::: The records :::

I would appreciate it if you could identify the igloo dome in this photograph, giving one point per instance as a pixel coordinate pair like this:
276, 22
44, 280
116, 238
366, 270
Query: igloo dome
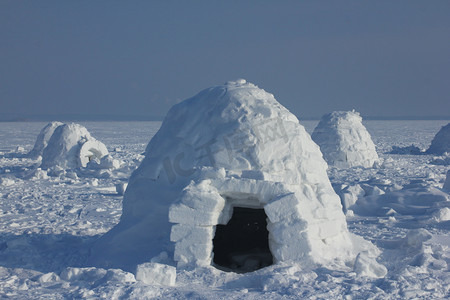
71, 146
43, 138
344, 141
441, 141
230, 179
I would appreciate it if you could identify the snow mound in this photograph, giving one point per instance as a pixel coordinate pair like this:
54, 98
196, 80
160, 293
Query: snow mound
441, 141
415, 201
43, 138
227, 155
71, 146
157, 274
446, 186
344, 141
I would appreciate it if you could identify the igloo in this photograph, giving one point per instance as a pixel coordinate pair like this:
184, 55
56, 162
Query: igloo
43, 138
71, 146
231, 179
344, 141
441, 141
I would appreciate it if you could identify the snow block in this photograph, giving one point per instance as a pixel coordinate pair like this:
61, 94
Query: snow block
180, 213
156, 274
282, 208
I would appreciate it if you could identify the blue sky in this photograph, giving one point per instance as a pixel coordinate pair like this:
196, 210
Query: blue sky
138, 58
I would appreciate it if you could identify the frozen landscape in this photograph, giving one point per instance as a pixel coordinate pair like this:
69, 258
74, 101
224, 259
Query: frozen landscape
48, 224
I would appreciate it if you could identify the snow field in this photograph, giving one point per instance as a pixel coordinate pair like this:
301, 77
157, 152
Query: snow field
48, 224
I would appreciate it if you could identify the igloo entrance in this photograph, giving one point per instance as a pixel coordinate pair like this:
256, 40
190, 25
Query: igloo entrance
242, 245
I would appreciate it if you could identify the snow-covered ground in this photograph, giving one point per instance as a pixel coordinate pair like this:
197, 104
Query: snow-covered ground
48, 223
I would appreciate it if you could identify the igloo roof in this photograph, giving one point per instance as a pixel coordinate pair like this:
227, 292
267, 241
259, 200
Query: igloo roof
441, 141
231, 145
237, 126
344, 141
71, 146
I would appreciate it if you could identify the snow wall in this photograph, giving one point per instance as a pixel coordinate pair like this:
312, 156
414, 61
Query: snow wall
70, 146
229, 146
441, 141
344, 141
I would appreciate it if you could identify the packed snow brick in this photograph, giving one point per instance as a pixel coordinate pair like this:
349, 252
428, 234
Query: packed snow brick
446, 186
231, 179
344, 141
71, 146
441, 141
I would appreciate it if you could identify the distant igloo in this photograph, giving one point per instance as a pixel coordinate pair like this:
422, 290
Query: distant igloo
441, 141
71, 146
344, 141
230, 179
43, 138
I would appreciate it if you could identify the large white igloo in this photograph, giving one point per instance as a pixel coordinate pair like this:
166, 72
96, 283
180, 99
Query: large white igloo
441, 141
230, 154
71, 146
344, 141
42, 139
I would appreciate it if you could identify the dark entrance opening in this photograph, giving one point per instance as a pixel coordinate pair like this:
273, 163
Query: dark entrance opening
243, 244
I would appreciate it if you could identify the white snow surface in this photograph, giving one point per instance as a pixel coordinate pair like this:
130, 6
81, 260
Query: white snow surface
43, 138
229, 146
441, 141
48, 224
344, 141
70, 146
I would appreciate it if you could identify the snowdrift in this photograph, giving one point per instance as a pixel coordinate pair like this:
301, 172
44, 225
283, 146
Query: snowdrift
43, 138
227, 161
441, 142
70, 146
344, 141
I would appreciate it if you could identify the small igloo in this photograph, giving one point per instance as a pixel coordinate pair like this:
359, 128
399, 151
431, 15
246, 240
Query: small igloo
43, 138
71, 146
231, 179
441, 141
344, 141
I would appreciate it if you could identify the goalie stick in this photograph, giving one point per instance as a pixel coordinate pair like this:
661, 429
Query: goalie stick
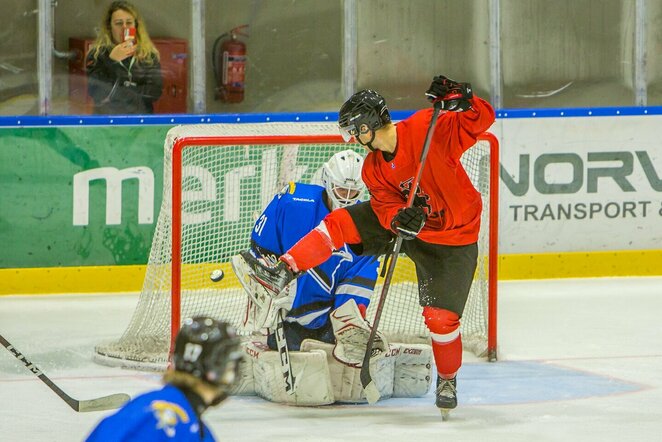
284, 354
102, 403
371, 390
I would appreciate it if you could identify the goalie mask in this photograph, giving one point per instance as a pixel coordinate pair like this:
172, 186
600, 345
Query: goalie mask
209, 350
364, 111
341, 177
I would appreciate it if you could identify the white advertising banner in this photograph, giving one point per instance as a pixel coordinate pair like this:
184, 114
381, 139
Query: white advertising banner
580, 184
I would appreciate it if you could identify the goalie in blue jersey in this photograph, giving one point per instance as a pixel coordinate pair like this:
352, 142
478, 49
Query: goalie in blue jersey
345, 280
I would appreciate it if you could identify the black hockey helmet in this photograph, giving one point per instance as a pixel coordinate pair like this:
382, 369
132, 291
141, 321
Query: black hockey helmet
364, 107
208, 349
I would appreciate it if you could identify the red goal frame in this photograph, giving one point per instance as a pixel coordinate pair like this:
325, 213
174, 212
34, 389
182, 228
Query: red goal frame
185, 142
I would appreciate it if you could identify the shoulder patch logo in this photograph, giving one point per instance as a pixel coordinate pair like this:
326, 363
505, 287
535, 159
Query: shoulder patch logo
168, 415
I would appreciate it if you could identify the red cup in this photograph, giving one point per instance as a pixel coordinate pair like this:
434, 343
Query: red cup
130, 35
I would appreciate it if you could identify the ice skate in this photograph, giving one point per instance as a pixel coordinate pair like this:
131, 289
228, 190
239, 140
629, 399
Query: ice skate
446, 396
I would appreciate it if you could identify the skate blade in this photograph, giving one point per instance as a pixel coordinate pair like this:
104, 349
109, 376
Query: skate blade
445, 413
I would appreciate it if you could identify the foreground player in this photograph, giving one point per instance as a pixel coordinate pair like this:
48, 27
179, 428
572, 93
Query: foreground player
442, 226
205, 362
328, 286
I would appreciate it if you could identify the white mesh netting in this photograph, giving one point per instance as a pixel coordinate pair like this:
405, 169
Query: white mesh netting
225, 185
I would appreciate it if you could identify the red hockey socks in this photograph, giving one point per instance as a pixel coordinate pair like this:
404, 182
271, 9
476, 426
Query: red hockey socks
446, 340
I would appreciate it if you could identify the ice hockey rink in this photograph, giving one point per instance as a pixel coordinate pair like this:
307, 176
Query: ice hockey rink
580, 360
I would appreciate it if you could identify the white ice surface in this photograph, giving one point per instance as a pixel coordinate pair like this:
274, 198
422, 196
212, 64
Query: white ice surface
580, 360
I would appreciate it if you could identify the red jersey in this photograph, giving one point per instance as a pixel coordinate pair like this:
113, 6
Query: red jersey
452, 204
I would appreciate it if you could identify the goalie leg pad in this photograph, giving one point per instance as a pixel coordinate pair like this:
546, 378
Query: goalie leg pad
312, 381
346, 380
352, 333
245, 384
413, 370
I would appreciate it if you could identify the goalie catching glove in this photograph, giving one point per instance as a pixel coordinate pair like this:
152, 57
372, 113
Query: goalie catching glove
352, 332
408, 222
451, 95
269, 289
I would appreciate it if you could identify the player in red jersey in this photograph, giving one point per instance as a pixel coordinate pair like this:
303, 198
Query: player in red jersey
441, 227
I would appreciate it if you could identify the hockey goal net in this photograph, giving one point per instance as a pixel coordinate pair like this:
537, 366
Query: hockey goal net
217, 180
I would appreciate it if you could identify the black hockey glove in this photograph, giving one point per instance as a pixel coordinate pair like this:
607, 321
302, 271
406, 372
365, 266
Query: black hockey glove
408, 222
451, 95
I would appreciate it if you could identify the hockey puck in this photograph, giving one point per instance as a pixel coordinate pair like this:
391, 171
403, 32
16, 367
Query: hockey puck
216, 275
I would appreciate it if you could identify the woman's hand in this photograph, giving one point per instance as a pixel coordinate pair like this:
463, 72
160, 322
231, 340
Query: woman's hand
121, 51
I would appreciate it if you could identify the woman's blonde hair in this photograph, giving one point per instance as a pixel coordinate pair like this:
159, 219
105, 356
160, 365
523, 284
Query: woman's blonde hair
146, 52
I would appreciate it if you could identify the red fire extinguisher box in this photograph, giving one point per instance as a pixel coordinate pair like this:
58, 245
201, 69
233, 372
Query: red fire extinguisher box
174, 55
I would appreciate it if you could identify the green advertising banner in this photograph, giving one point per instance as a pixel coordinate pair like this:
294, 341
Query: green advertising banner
42, 171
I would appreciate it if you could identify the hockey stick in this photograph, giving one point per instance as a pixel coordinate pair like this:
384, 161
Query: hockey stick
371, 390
102, 403
284, 353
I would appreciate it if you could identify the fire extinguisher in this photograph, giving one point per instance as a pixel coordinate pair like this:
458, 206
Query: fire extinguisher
229, 62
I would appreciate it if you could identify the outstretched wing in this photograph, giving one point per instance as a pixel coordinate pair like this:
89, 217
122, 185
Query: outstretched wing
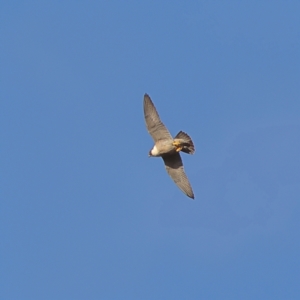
174, 167
155, 127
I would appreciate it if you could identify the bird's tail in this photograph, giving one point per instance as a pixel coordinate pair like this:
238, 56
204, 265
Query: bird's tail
186, 141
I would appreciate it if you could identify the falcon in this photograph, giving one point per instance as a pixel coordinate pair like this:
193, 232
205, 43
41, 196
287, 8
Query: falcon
168, 148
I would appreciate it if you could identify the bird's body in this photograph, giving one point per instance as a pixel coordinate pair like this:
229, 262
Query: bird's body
167, 147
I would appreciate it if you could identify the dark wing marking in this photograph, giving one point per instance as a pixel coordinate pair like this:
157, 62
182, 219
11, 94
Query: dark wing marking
155, 127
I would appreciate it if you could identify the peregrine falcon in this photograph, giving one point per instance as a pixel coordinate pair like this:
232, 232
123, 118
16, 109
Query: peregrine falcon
168, 148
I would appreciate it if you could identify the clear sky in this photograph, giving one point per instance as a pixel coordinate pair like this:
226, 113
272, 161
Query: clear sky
85, 214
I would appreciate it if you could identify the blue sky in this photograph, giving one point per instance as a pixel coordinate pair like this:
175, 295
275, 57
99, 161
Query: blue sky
85, 214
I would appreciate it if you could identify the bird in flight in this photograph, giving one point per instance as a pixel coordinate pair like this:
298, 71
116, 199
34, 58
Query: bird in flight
168, 148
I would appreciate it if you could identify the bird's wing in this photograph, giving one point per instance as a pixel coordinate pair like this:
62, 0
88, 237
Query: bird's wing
174, 167
155, 127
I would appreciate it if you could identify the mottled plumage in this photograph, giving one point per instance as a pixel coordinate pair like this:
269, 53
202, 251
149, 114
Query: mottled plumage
167, 147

:::

[What is being asked] Transcribe exactly the line containing "I would appreciate it if you could identify the dark wing" and all remaining lines of the material, ending with the last one.

[Output of the task]
I would appreciate it if you could identify the dark wing marking in this photograph, giving one point per instance as a pixel coordinate pair like this:
157, 62
182, 219
11, 94
Query: dark wing marking
155, 127
I would appreciate it if you could identify the peregrine falcon in this photograph, giving one point per instance as a pixel coordinate pair like this:
232, 232
123, 118
16, 109
Query: peregrine falcon
168, 148
I would appreciate it if you could identify the clear sky in this photograph, giving one point per instance as a pixel coordinate pair like this:
226, 113
272, 161
Query: clear sky
85, 214
I would appreciate it if you could identify the blue sky in this photograph, giving one point per instance as a pixel coordinate pair like this:
175, 295
275, 57
99, 161
Query: blue sky
85, 214
I would appreciate it if you could identify the bird in flight in this photograph, giving one point per instance as a pixel coordinate pair like this:
298, 71
116, 199
34, 58
Query: bird in flight
168, 148
I would appreciate it if you could identify the bird's wing in this photograph, giving one point per instance as a pixel coordinate pair like this:
62, 0
88, 237
Query: bird's wing
174, 167
155, 127
I would appreciate it if you could identify the mottled plumage in this photograph, giving one point per instance as a pixel coordinate pair like this:
269, 53
202, 251
149, 114
Query: mottled plumage
167, 147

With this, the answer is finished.